[Items from a dataset]

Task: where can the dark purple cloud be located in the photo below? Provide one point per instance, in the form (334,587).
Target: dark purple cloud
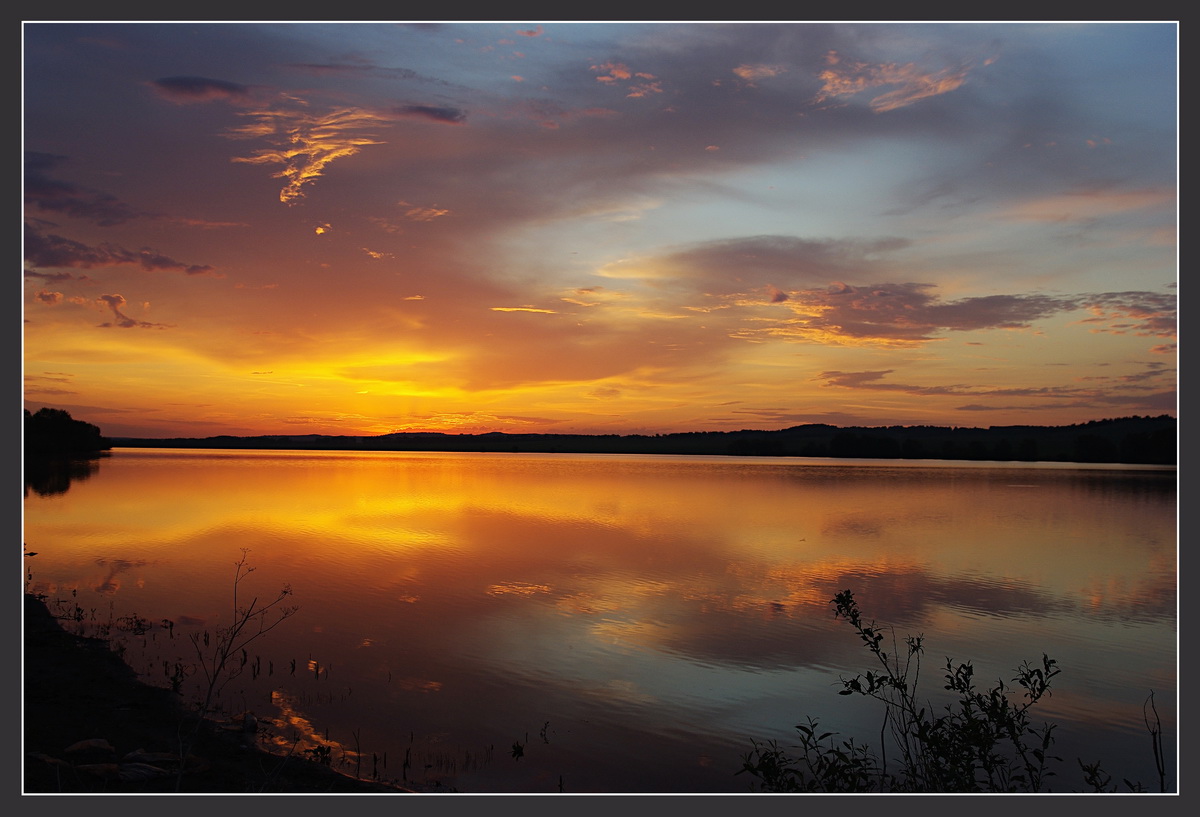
(53,196)
(123,320)
(198,89)
(54,251)
(432,113)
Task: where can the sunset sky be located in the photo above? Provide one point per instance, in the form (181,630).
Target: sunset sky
(333,228)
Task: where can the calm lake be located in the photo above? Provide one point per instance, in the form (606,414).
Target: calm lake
(631,622)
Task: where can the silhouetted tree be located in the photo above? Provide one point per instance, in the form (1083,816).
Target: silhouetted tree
(53,432)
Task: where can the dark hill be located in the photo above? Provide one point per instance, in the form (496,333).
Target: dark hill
(1133,440)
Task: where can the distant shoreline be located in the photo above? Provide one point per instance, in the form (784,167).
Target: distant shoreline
(1127,440)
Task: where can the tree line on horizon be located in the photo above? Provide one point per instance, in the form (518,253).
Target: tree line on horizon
(1127,440)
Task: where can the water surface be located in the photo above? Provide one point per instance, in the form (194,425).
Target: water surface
(631,622)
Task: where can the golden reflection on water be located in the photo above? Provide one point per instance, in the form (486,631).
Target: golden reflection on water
(637,582)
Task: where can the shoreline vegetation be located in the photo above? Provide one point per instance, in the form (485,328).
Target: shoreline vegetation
(93,726)
(1123,440)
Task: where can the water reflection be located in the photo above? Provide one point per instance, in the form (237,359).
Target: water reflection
(53,475)
(657,612)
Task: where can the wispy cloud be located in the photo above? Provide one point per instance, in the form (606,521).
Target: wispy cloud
(305,143)
(912,83)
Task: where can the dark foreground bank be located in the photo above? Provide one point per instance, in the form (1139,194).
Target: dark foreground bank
(90,726)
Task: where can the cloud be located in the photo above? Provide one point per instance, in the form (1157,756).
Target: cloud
(774,287)
(54,251)
(198,89)
(305,143)
(753,72)
(1149,314)
(1150,397)
(432,113)
(913,82)
(52,196)
(115,302)
(637,83)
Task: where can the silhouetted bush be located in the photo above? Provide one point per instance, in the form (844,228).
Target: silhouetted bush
(51,432)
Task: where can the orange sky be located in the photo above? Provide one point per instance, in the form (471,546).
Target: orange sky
(366,228)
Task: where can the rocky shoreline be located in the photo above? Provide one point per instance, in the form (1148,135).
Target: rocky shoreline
(93,727)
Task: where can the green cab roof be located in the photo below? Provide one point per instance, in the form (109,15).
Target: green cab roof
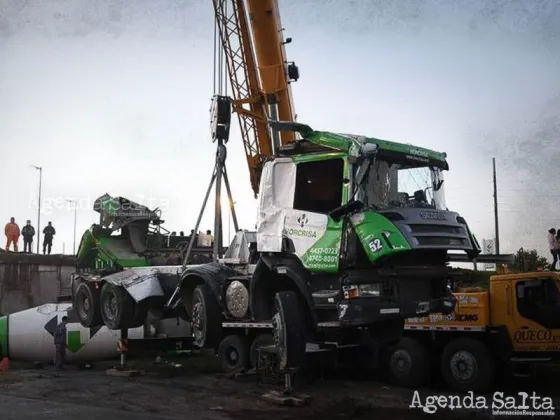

PROBLEM REQUIREMENTS.
Filter the entries above and copy only the lines that hold "roof".

RESULT OF THIS TASK.
Task: where can the green cab roof be located in the photo below? Provide one point per instance, in the form (109,15).
Target: green cab roof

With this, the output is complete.